* SUPPLIED MATERIAL *
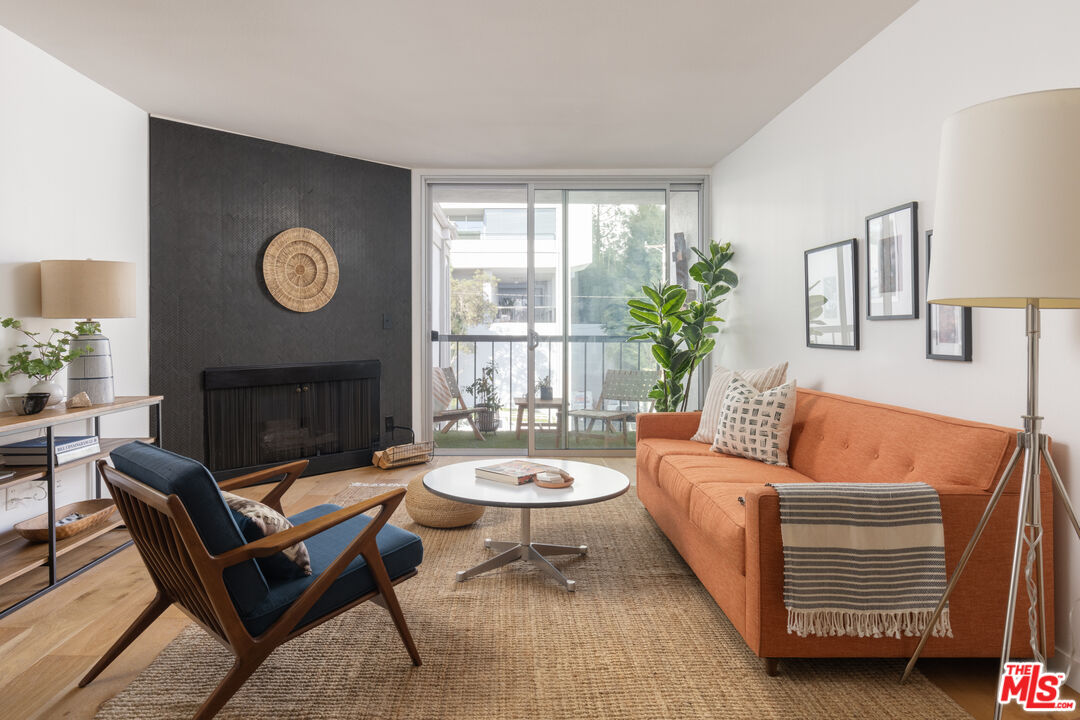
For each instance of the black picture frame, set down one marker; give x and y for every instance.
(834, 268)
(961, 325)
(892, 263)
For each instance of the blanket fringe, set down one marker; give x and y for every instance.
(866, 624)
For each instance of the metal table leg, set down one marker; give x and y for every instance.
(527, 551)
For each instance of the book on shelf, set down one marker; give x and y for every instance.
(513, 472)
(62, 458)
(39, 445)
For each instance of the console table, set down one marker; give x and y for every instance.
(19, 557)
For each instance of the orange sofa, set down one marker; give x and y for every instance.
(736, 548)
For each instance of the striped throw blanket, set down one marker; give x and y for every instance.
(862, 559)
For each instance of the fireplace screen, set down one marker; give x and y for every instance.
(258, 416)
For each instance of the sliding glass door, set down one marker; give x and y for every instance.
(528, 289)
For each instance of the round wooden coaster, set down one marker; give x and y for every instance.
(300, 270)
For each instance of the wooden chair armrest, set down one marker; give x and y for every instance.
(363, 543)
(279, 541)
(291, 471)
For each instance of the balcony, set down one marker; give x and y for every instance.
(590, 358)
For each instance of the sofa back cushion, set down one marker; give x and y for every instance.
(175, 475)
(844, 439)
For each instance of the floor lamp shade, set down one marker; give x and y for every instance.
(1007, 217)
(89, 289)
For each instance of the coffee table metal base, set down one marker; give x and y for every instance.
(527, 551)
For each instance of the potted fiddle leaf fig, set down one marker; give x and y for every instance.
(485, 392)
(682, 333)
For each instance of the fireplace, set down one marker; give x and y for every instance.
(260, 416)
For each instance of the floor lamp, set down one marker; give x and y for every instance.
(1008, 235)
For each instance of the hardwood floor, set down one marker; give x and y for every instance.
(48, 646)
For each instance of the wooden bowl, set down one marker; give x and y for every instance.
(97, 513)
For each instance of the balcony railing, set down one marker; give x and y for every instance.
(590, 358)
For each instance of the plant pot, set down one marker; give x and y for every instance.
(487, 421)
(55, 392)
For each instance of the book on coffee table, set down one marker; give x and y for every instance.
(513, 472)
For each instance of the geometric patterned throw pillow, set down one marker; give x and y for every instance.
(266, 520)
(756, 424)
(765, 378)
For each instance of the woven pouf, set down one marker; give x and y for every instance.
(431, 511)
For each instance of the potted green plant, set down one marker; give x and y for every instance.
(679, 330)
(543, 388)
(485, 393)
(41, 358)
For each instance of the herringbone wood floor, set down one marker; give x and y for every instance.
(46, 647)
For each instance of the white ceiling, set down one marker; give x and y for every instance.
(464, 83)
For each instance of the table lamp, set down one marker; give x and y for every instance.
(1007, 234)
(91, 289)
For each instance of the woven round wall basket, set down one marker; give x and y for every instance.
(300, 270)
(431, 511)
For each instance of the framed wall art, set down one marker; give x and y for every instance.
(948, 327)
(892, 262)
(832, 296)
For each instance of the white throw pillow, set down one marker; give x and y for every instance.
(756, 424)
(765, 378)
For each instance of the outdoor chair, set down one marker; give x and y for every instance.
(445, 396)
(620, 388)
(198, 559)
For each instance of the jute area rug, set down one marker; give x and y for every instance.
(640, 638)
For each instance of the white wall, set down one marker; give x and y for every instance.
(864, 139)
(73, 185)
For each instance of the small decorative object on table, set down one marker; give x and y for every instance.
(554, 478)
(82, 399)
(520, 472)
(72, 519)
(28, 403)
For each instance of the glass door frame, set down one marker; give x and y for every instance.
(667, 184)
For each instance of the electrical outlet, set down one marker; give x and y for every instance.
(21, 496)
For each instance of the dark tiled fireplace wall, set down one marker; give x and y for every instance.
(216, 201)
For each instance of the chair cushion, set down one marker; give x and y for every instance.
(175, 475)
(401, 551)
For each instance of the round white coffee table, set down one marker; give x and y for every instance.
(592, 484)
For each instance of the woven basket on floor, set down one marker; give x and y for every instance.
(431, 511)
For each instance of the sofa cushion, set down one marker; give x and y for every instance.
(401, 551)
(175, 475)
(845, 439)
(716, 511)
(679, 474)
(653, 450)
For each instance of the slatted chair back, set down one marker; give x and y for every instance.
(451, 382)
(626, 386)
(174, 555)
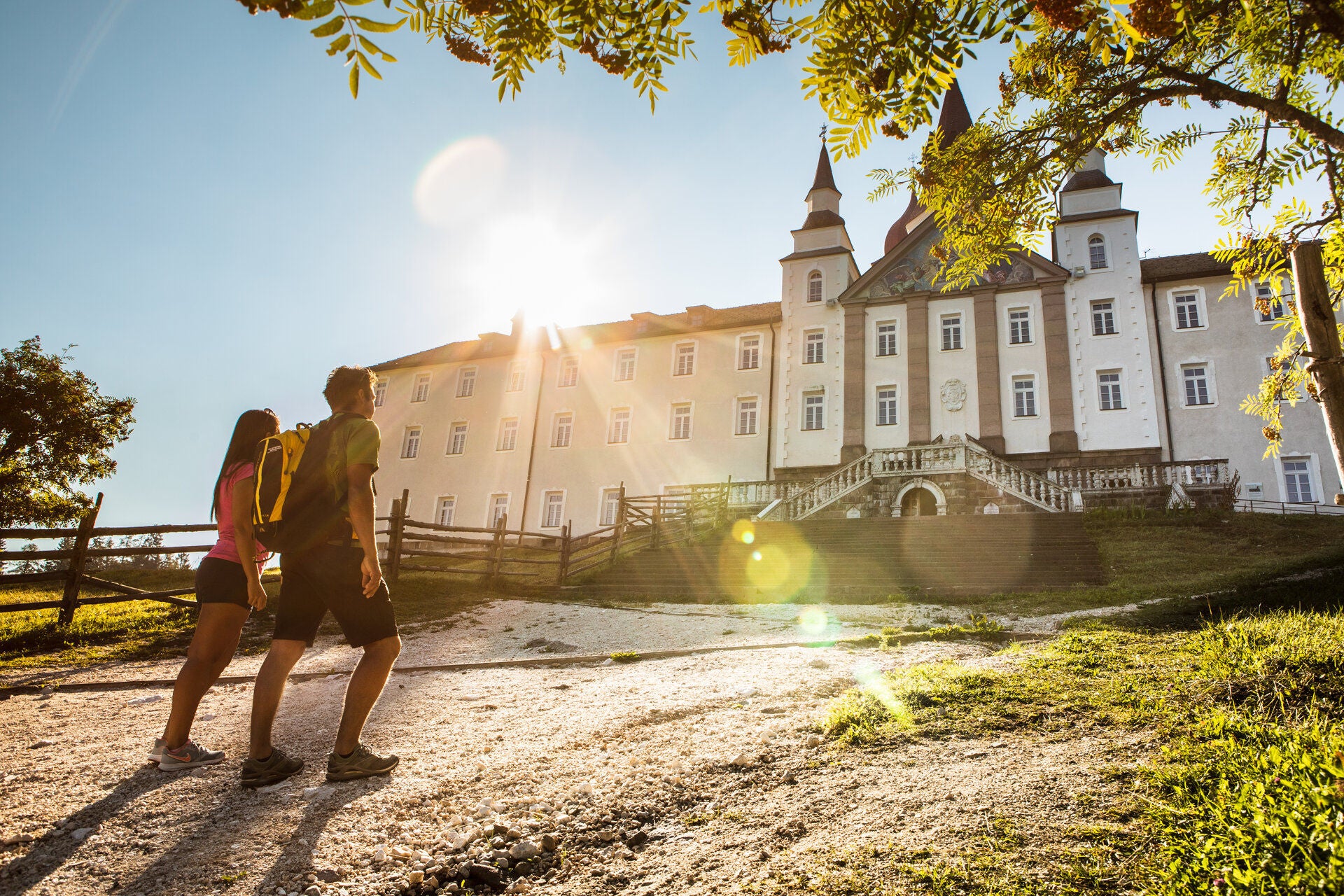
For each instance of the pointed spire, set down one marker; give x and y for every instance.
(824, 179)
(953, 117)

* YOUR TASK *
Wherever a picture appears in the data, please drop it and retype the rest exactly.

* FINISHED TASK *
For each instance of the black picture frame, set down one marker; give x and y for every instance.
(834, 268)
(961, 325)
(892, 263)
For each instance of the blanket fringe, set down one marker; give x and y for every instance.
(866, 624)
For each instance of the metal table leg, set down one marker; give x and y for every instance.
(527, 551)
For each instance of the book on shelf, set down one marker; give x and y for every instance.
(513, 472)
(62, 458)
(39, 445)
For each instance of the console table, set down one marker; give x and y for every instance.
(19, 557)
For each instance of the orange sofa, set down one marker; give x and y for every instance.
(736, 548)
For each instance of the striped throw blanket, set down one marker; give x and y for every instance.
(862, 559)
For each instance of the fireplace screen, set down one marker; give x and y for every instance.
(258, 416)
For each instance of the sliding glass door, set down one marker; give x and y for every instance.
(528, 289)
For each instance of the round wooden coaster, set down one marker; give x and y for every instance.
(300, 270)
For each instance of the wooden chair armrest, set down one marker; give x and y for every instance.
(363, 543)
(279, 541)
(291, 471)
For each instance of the balcony, set down one marker; give x and y for every instance.
(590, 358)
For each instance of the sofa back cushion, set down one marker; give x and y for every instance.
(175, 475)
(844, 439)
For each instance of the floor lamp shade, set down one marker; give x and y for every instance.
(1007, 217)
(89, 289)
For each instance of the coffee table metal base, set down one marker; give x and y for every instance.
(527, 551)
For each instance of the potted fiddle leaf fig, set down one marker; give x and y for every instance.
(485, 392)
(682, 333)
For each instance of the fireplace, set down one marker; give x and y for every instance.
(260, 416)
For each instance of the floor lamp, set down one marker; give x and y for every instance.
(1008, 235)
For each instance of the hardwood floor, set down one marker; give x and y for every instance.
(48, 646)
For each instance of the wooden bowl, set down one marker; give x and y for every instance.
(97, 513)
For each instance of the balcony railing, set down one marker; give x and y for every instance.
(590, 358)
For each instance of the plant pot, set down one marker; give x and y for every instance.
(487, 421)
(55, 392)
For each instance of the book on coffee table, set down one marker; give x and y for every instance.
(513, 472)
For each instance of the geometric patterned throw pillow, set down one marker; give x and y for every instance.
(266, 520)
(756, 424)
(765, 378)
For each instance of the woven pouf, set down one marker; give x and y for every instance.
(431, 511)
For each instance of the potted green plant, set down one marker; give x and y for every instance.
(679, 330)
(543, 388)
(485, 393)
(41, 358)
For each instance of the herringbone wood floor, set down one marker; give x and y for every instance.
(46, 647)
For each instance of the white ceiling, set down one marker; give x and y for every instance.
(464, 83)
For each instance of the table lamp, set down one marker; give x and y for every instance.
(1007, 234)
(91, 289)
For each instance of the woven round wall basket, set down one marker; give x and y for every instance.
(300, 270)
(431, 511)
For each instance of the framed wall art, set down one marker; give x and y for every instance.
(948, 327)
(892, 262)
(832, 296)
For each instance of the white throw pillow, set down one marker; give x and y for every instance.
(756, 424)
(765, 378)
For each instance of the outdoor chair, set down one marker; give x and y for every instance.
(445, 396)
(620, 388)
(198, 559)
For each instance of the jute area rug, set down one marker; give x and y for every instance.
(640, 638)
For each instance of the white wall, set down one marker; give x and y for every instance.
(864, 139)
(73, 185)
For each instance of the small decorative object on table, set down one marker; give x and y for every instance.
(554, 478)
(82, 399)
(520, 472)
(72, 519)
(28, 403)
For each instance of the glass door frame, set down one marker; give x and y for every instance.
(667, 184)
For each instance of the electrical outlet, set down one marker; give x and y for every instance.
(21, 496)
For each instance of the dark tiled fireplace wall, set down one marker; give x and y for every instance.
(216, 201)
For each instance of the chair cushion, set down one marker; give x and y for every instance.
(175, 475)
(401, 551)
For each instance of the round white coffee table, set down one marker; give x and y for every instance.
(592, 484)
For each instance of the woven basket on floor, set down one marker; give x and y for every instance.
(431, 511)
For each instance of the sofa cushion, set down one marker; give x and y for every instance.
(401, 551)
(175, 475)
(845, 439)
(716, 511)
(679, 474)
(653, 450)
For each instance of the slatted chair back, set down one marker; give x and y for every instance.
(451, 382)
(626, 386)
(174, 555)
For each instance of the pointed spire, set down one marker; give x and y for every instance.
(824, 179)
(953, 117)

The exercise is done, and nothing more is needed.